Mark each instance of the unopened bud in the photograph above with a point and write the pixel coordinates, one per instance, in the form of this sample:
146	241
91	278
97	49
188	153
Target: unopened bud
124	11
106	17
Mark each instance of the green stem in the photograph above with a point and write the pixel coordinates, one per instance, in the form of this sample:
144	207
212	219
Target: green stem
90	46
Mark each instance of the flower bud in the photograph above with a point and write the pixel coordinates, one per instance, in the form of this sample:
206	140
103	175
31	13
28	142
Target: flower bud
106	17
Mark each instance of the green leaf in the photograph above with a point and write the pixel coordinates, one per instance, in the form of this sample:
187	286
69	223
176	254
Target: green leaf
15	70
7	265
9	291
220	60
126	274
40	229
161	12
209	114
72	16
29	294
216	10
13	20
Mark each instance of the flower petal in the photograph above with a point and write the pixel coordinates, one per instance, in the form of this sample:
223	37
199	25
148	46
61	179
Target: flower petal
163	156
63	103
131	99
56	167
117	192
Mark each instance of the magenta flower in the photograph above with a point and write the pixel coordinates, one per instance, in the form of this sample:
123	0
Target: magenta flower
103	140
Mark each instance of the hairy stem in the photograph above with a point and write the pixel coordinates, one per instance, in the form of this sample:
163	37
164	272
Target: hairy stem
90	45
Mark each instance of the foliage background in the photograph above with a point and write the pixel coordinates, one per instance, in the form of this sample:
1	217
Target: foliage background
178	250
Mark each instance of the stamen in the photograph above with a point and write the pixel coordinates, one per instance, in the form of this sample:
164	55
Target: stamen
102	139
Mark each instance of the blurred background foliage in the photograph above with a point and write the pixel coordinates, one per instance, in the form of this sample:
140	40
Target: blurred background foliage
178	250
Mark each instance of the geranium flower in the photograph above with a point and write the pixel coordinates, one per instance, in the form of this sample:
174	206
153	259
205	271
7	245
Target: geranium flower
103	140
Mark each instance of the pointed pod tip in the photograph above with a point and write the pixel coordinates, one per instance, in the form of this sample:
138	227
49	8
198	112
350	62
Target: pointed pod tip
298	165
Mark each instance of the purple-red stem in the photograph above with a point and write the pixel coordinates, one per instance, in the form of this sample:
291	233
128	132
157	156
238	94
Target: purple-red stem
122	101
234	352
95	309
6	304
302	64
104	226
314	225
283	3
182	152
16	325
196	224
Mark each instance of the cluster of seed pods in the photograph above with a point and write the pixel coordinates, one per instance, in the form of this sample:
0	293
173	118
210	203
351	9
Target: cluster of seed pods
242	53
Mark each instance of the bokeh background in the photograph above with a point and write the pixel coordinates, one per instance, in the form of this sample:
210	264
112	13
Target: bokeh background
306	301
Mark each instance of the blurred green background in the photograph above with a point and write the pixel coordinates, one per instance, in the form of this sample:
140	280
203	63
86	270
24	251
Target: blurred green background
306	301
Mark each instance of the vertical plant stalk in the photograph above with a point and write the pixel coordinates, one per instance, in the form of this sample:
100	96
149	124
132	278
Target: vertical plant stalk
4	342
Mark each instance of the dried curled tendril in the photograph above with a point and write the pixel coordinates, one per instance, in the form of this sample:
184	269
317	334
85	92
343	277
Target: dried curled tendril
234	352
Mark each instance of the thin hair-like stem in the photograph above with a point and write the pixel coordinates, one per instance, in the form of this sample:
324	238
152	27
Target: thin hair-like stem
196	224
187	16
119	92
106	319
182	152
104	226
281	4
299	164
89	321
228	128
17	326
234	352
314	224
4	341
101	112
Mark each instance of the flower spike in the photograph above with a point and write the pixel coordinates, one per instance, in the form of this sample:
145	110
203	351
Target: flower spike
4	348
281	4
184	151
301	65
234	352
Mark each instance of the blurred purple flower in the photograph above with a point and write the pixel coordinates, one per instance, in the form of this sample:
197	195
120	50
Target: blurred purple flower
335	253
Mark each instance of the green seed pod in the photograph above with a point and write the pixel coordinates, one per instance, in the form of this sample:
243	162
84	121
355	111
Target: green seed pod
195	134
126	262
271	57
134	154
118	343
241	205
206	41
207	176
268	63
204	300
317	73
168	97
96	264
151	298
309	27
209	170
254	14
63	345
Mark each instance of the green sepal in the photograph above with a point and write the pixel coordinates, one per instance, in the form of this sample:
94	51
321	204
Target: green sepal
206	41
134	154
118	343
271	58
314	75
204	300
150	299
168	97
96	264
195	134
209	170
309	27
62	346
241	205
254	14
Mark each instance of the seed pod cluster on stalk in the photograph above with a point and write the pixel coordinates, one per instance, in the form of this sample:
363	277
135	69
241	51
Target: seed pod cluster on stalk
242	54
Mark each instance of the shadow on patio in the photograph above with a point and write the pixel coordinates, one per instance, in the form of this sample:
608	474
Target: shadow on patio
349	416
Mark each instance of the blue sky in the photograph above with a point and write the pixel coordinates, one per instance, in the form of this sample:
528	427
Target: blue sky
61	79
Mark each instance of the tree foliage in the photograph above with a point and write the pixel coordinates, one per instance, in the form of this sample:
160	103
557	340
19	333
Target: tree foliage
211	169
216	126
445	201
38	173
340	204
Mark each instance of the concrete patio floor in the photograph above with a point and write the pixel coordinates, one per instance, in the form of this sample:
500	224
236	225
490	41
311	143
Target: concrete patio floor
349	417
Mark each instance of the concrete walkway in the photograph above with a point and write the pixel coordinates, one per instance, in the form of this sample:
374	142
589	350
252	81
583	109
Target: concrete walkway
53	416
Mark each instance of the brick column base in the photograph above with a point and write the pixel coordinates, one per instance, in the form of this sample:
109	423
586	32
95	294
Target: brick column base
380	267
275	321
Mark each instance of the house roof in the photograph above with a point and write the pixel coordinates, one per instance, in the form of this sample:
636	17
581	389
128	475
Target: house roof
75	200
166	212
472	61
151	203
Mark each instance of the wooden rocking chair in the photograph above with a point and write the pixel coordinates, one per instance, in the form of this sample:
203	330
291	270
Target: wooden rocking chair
########################################
= TASK TO CARRY OUT =
Every record above must appear again in the answer, unchanged.

= ANSWER TO THIS EXERCISE =
Mark each instance of the unopened bud in the photograph above with a point and write the pixel coordinates, one per instance, in the form of this sample:
146	241
91	278
97	49
188	153
Target: unopened bud
124	11
106	17
Mark each instance of the green stem in the photograph above with a point and write the pixel coordinates, one per instance, in the form of this sample:
144	207
212	219
Target: green stem
90	46
Mark each instance of the flower bud in the photograph above with a point and write the pixel coordinates, one per instance, in the form of this sample:
206	140
103	175
31	13
28	142
Target: flower bud
106	17
Mark each instance of the green leaf in the photograph above with a point and write the pixel coordinates, one per instance, in the form of this sample:
187	286
69	223
176	254
Target: green leaf
15	70
7	265
9	291
220	60
126	274
40	229
161	12
209	114
72	16
29	294
216	10
13	20
Mark each instance of the flower petal in the photograph above with a point and write the pixel coordinates, one per instance, in the form of this sample:
223	37
199	25
148	46
61	179
Target: flower petal
163	156
63	103
131	99
56	167
117	192
Mark each instance of the magenta flower in the photograph above with a point and write the pixel coordinates, one per instance, in the form of this sample:
123	0
Target: magenta flower
103	140
Mark each instance of the hairy stem in the photograph above with a point and write the pixel coordinates, one per instance, in the form of this sample:
163	37
164	272
Target: hairy stem
90	45
Mark each instance of the foliage background in the photograph above with a point and write the pixel coordinates, one per instance, in the form of this sample:
1	217
Target: foliage background
178	250
Mark each instance of the stamen in the photograph above with a point and write the pixel coordinates, one per instance, in the form of this sample:
164	55
Target: stamen
102	139
Mark each instance of the blurred background foliage in the photograph above with a point and write the pixel coordinates, one per instance, in the form of this sample:
140	40
Target: blurred background foliage
178	250
Mark each instance of the geranium flower in the photograph above with a point and write the pixel coordinates, one per instance, in the form of this sample:
174	206
153	259
205	271
7	245
Target: geranium flower
103	140
Mark each instance of the pointed pod tip in the photograph above with a point and write the pixel coordinates, one per instance, in the form of this sample:
138	227
49	8
198	112
350	62
Target: pointed pod tip
298	165
Mark each instance of the purple-red stem in the photograph above with a point and write the pixel coordinates, one per instance, in the form of this sample:
291	233
128	132
157	156
238	94
Target: purple-red stem
122	101
234	352
95	309
6	304
302	64
104	226
314	225
283	3
182	152
16	325
196	224
Mark each instance of the cluster of seed pods in the photograph above with a point and write the pixel coordinates, one per instance, in the form of this sample:
0	293
173	118
210	203
351	9
Target: cluster of seed pods
242	53
Mark each instance of the bokeh background in the photograph above with a point and write the pixel coordinates, one per instance, in the form of this sample:
210	264
112	13
Target: bokeh background
306	301
Mark each instance of the blurred green background in the photograph above with a point and write the pixel coordinates, one per instance, in the form of this sample:
140	280
203	63
86	270
24	251
Target: blurred green background
306	301
Mark each instance of the vertical plant stalk in the photograph above with a point and write the pixel coordinates, one per instance, in the form of this sample:
100	96
149	124
132	278
Target: vertical plant stalk
4	342
Mark each instance of the dried curled tendril in the photograph above with a point and write the pixel coordinates, one per instance, in the form of this sample:
184	269
317	334
85	92
343	277
Target: dried curled tendril
234	352
Mark each instance of the thin hair-like stem in the photograph above with a point and write the pixel coordinates, one per instance, in the form of this sample:
324	238
152	27
Target: thin hair-like stem
196	224
187	16
119	92
106	319
182	152
104	226
281	4
299	164
89	321
228	128
17	326
234	352
314	224
4	341
101	112
Mark each instance of the flower spike in the photograph above with a point and write the pixel coordinates, one per instance, in the form of this sample:
145	110
203	351
Target: flower spike
4	348
281	4
184	151
301	65
234	352
Mark each instance of the blurred purple flower in the photograph above with a point and write the pixel coordinates, one per instance, in the form of this sample:
197	195
120	50
Target: blurred purple flower
335	253
Mark each instance of the green seed pod in the photograph above with a point and write the pixel coordinates, one per instance, in the form of this sample:
243	162
84	121
355	111
Target: green seed pod
195	134
126	262
271	57
134	154
118	343
241	205
206	41
207	176
268	63
204	300
317	73
168	97
96	264
151	298
309	27
209	170
254	14
63	345
Mark each instance of the green sepal in the photograph above with a point and write the pixel coordinates, one per instance, in the form of this sample:
94	51
321	204
Target: green sepal
206	41
134	154
118	343
271	58
314	75
204	300
150	299
168	97
96	264
195	134
209	170
309	27
62	346
241	205
254	14
Mark each instance of the seed pod cluster on stalk in the photograph above with a point and write the pixel coordinates, one per instance, in the form of this sample:
363	277
135	69
241	51
Target: seed pod cluster on stalk
242	54
Mark each instance of the shadow on patio in the photograph above with a point and write the pixel coordinates, one per instance, in the form of this sample:
608	474
Target: shadow on patio
349	416
Mark each instance of the blue sky in the photograph above with a point and write the pixel coordinates, one per instance, in the form of this sample:
528	427
Target: blue sky
61	79
Mark each instance of the tree foliage in the photograph above with a point and write the pixel coordinates, one per instance, in the form of this sample:
160	103
557	340
19	333
Target: tree foliage
211	169
216	126
445	201
38	173
340	204
Mark each instance of the concrete patio floor in the photograph above with a point and write the pixel coordinates, one per instance, in the form of this sample:
500	224
236	225
490	41
311	143
Target: concrete patio floor
349	417
Mark each instance of the concrete walkway in the photograph above with a point and write the pixel coordinates, one per instance, in the form of this sample:
374	142
589	350
252	81
583	109
Target: concrete walkway
53	416
Mark each instance of the brick column base in the photograph above with a point and write the pixel coordinates, one per instance, in the form of this sample:
109	423
586	32
95	294
Target: brick column base
380	267
275	321
Mark each instance of the house roof in the photograph above with a point and write the pixel coordinates, one per instance, in the form of this sample:
636	17
581	389
128	475
Target: house roof
75	200
166	212
472	61
151	203
Mark each instance of the wooden rocking chair in the photograph above with a point and write the pixel coordinates, one per instance, in the form of this sample:
203	330
291	270
Target: wooden rocking chair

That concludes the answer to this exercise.